• [What the exercise asks]:
Count the lines in the rows below that contain the string "curtain". Reply with that number only.

Dataset records:
↓↓↓
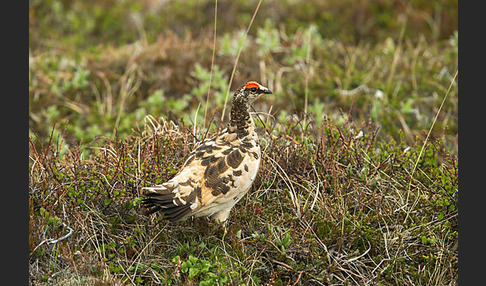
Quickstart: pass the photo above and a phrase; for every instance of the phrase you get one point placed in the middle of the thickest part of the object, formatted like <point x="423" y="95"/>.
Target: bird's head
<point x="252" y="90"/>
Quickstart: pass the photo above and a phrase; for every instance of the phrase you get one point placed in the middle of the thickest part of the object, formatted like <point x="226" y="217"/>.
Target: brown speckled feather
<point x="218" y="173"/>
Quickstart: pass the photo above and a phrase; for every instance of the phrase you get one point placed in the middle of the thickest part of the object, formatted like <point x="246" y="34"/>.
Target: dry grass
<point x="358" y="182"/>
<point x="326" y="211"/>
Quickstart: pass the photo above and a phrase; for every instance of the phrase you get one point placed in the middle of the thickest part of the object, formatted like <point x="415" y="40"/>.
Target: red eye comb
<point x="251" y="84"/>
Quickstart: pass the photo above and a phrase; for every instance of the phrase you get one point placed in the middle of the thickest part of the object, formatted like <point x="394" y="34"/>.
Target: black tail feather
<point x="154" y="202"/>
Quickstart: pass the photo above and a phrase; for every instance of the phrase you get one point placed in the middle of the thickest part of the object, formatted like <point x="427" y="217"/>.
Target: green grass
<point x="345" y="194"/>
↑↑↑
↓↓↓
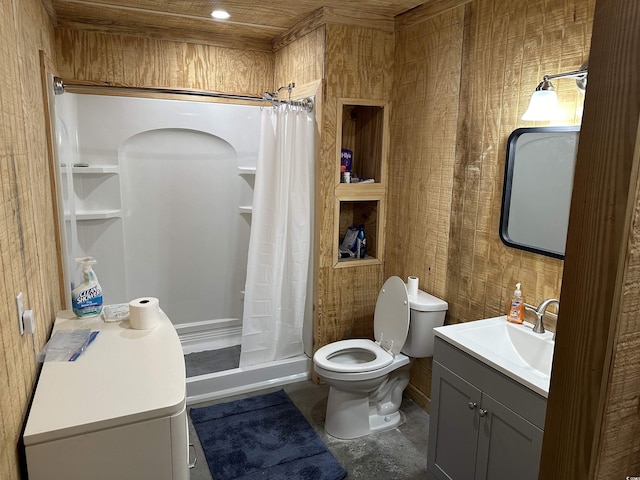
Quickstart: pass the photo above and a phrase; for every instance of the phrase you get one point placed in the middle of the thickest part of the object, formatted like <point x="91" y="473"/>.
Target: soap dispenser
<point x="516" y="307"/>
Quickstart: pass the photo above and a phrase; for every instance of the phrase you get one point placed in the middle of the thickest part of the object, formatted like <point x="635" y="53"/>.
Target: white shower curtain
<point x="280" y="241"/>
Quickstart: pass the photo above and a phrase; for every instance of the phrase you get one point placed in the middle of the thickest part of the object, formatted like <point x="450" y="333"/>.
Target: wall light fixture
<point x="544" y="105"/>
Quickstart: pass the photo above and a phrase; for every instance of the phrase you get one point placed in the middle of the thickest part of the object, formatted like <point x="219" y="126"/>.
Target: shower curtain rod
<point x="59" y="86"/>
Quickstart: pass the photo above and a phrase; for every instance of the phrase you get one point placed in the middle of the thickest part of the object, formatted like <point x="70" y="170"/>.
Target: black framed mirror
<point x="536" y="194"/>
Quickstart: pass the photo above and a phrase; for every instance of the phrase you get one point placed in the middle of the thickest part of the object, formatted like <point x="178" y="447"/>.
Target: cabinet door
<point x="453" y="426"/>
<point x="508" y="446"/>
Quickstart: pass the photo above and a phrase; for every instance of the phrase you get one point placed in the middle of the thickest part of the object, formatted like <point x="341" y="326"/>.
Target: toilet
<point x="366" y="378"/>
↑↑↑
• [Result for this task]:
2